Your objective:
Copy out, word for word, the passage of the heartworm article below that opens with the words containing "We wanted to" and closes with "kill your pet?".

Excerpt:
___

Often overlooked because they are not visible like fleas, heartworms present a hidden danger. Most dog owners do not realize their dog should be on a monthly heartworm preventative. Early stages can have no visible symptoms.
Late stages can include the following symptoms:
- Persistent cough
- Reluctance to exercise
- Reduced appetite
- Weight loss
According to the AHS, “the potential for the spread of [heartworm] is high, thanks to mosquito-friendly environmental conditions and the presence of both wild and domestic infected animals that transmit this deadly parasite to both dogs and cats.”
We wanted to make sure pet parents understood the risks, so we asked Dr. Sheldon Rubin (past AHS President) and AHS President Dr. Wallace Graham to answer some common questions surrounding heartworm. New guidelines can be found at on the American Heartworm Association website.
DC: Is it true that you need to make sure your pet is not heartworm positive before beginning treatment because if it is heartworm positive and you give it the prevention, it can kill your pet?
AHS: Unfortunately it can be true. If the heartworm positive dog has a high number of circulating microfilaria (babies) in the blood stream, the administration of preventive medication can cause rapid kill of the “babies” and a shock-like syndrome can cause death. That is why it is so important to have the pet blood checked before starting any prevention.
DC: Is there an age you should start a puppy on heartworm medication?
AHS: The American Heartworm Society recommends starting heartworm prevention as early as possible per the recommendation the heartworm medication your animal is on. This will usually be between 6 and 8 weeks of age.
DC: What is the survival rate of dogs with heartworm?
AHS: The damage done to the heart and blood vessels of the lungs can be extensive in heartworm diseased dogs. While it is possible to live with a very light infection, the pet is unlikely to have a comfortable life. In heavy infections, death is just a matter of time due to heart failure and lung disease. This is why the American Heartworm Society recommends annual testing for heartworm disease and 12 months of continued preventive medication. Sometimes owners simply forget to give the medication to their pets and can make them susceptible. By recommending 12 months of protection there is no forgetting when to stop and start and can help save your pet’s life.
In addition, it is very difficult to ascertain in the cooler climates when to stop the prevention. Microclimates such as buildings, golf courses, parking lots, etc. have all extended the mosquito season. Giving the heartworm medication all year will protect the pet from that one infected mosquito that gets in the house and lives in the warm inside environment while the air is cool outside.

___

Information provided:
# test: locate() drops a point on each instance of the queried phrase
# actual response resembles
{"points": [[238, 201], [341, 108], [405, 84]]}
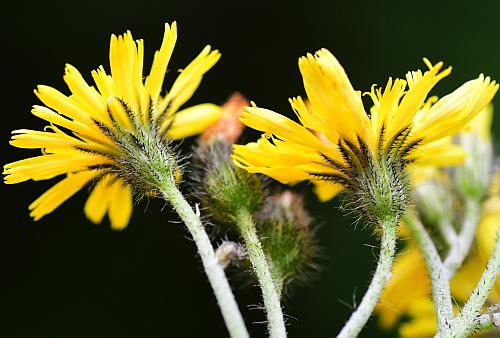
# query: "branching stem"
{"points": [[439, 276], [276, 323], [382, 275], [467, 321], [215, 273], [463, 242]]}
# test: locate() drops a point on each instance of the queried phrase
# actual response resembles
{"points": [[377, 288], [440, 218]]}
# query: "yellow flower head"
{"points": [[108, 133], [337, 143]]}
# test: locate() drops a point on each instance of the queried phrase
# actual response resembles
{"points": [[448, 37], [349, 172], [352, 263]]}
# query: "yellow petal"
{"points": [[59, 193], [188, 81], [120, 204], [97, 203], [85, 95], [193, 120], [154, 81], [122, 50], [273, 123], [64, 105], [47, 166], [440, 153], [326, 190], [333, 97], [103, 82], [455, 110], [409, 282], [420, 86]]}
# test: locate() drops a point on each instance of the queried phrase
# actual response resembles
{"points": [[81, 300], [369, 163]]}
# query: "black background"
{"points": [[65, 277]]}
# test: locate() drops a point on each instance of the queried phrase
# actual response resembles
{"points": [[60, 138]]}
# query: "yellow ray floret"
{"points": [[84, 141], [334, 129]]}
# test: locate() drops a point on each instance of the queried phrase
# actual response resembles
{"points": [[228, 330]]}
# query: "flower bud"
{"points": [[472, 179], [224, 189], [284, 228], [432, 198]]}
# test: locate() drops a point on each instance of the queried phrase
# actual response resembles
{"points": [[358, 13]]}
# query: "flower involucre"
{"points": [[336, 139], [103, 134]]}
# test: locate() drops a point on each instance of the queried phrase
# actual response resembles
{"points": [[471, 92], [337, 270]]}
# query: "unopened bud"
{"points": [[472, 178], [223, 189], [229, 128], [284, 228], [433, 199]]}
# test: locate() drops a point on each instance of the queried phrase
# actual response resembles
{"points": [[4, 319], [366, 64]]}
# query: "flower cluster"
{"points": [[118, 137]]}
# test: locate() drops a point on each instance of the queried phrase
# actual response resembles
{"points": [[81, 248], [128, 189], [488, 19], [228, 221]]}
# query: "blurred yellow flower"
{"points": [[408, 292], [336, 135], [85, 138]]}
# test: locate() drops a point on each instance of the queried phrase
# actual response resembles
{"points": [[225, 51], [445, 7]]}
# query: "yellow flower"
{"points": [[336, 138], [95, 133], [408, 292]]}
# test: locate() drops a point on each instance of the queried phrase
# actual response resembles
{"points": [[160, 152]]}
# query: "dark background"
{"points": [[65, 277]]}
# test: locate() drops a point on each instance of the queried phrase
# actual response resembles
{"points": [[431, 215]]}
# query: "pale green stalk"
{"points": [[214, 271], [467, 321], [488, 321], [441, 293], [463, 242], [382, 275], [276, 322]]}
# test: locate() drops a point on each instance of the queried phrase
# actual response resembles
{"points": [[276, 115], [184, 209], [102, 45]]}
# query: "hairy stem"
{"points": [[439, 276], [382, 275], [276, 323], [488, 321], [467, 321], [463, 242], [215, 273]]}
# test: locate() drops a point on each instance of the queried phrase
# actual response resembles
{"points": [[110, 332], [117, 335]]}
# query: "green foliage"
{"points": [[284, 229], [223, 188], [147, 161]]}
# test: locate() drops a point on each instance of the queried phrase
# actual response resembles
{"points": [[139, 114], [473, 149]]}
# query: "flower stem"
{"points": [[467, 322], [439, 276], [215, 273], [463, 242], [276, 323], [382, 275], [488, 321]]}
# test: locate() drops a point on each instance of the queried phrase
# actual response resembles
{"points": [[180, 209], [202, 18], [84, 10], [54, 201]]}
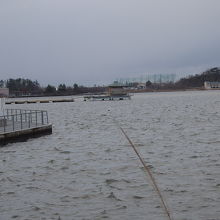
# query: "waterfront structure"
{"points": [[115, 92], [211, 85], [20, 124], [4, 92]]}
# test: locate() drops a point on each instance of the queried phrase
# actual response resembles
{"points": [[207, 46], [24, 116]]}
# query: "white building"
{"points": [[212, 85], [4, 92]]}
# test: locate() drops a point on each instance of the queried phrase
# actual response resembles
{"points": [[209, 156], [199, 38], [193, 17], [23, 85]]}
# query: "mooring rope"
{"points": [[147, 169]]}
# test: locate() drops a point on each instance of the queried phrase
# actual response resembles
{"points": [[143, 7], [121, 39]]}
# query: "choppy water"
{"points": [[87, 170]]}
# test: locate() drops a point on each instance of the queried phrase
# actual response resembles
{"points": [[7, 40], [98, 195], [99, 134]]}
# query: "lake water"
{"points": [[87, 170]]}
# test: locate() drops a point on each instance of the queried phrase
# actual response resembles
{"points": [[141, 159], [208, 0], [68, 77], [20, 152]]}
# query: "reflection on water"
{"points": [[87, 170]]}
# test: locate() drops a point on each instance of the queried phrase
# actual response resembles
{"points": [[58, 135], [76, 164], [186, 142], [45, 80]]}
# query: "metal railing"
{"points": [[19, 119]]}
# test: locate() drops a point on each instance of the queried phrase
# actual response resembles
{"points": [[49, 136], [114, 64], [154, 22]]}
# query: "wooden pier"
{"points": [[19, 125]]}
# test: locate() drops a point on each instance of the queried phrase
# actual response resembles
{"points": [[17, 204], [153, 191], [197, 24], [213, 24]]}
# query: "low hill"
{"points": [[198, 80]]}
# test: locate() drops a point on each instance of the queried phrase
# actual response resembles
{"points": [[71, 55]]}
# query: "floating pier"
{"points": [[106, 98], [8, 102], [19, 125]]}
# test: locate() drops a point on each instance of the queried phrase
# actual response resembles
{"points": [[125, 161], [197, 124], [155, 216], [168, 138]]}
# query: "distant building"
{"points": [[212, 85], [4, 92], [116, 90]]}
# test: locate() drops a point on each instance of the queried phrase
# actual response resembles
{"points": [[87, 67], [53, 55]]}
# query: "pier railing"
{"points": [[19, 119]]}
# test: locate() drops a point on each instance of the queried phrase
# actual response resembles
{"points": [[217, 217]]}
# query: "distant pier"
{"points": [[19, 124], [30, 101]]}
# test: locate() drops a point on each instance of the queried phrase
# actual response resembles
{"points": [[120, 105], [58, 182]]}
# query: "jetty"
{"points": [[34, 101], [19, 125]]}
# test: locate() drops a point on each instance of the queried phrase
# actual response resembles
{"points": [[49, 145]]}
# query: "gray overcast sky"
{"points": [[98, 41]]}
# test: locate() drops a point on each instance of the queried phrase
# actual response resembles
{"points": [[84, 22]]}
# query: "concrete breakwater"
{"points": [[19, 124]]}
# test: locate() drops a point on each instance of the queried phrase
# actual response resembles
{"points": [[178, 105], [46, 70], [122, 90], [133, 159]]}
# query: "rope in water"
{"points": [[148, 172]]}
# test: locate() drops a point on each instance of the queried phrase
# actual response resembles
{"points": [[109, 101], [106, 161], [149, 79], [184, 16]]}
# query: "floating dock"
{"points": [[106, 98], [19, 125], [8, 102]]}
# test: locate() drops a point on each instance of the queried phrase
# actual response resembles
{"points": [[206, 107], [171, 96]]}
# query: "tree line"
{"points": [[27, 87]]}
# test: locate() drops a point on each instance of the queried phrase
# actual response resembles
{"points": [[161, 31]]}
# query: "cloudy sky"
{"points": [[98, 41]]}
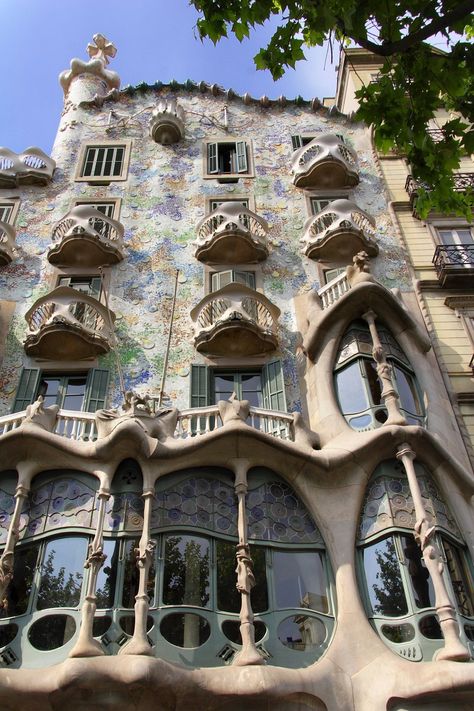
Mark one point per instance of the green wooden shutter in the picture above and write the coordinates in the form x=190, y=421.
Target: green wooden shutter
x=27, y=389
x=96, y=389
x=199, y=393
x=273, y=386
x=241, y=150
x=212, y=163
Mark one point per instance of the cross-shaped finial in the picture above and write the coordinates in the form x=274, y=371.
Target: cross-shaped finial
x=102, y=48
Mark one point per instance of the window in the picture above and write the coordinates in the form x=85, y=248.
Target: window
x=81, y=391
x=358, y=387
x=229, y=159
x=398, y=590
x=104, y=162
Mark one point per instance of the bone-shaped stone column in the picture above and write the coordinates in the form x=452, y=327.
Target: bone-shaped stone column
x=86, y=645
x=453, y=649
x=244, y=570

___

The completed task:
We wanted to make sure pet parents understood the risks, so we asked Dr. Sheldon Rubin (past AHS President) and AHS President Dr. Wallace Graham to answer some common questions surrounding heartworm. New guidelines can be found at on the American Heartworm Association website.
DC: Is it true that you need to make sure your pet is not heartworm positive before beginning treatment because if it is heartworm positive and you give it the prevention, it can kill your pet?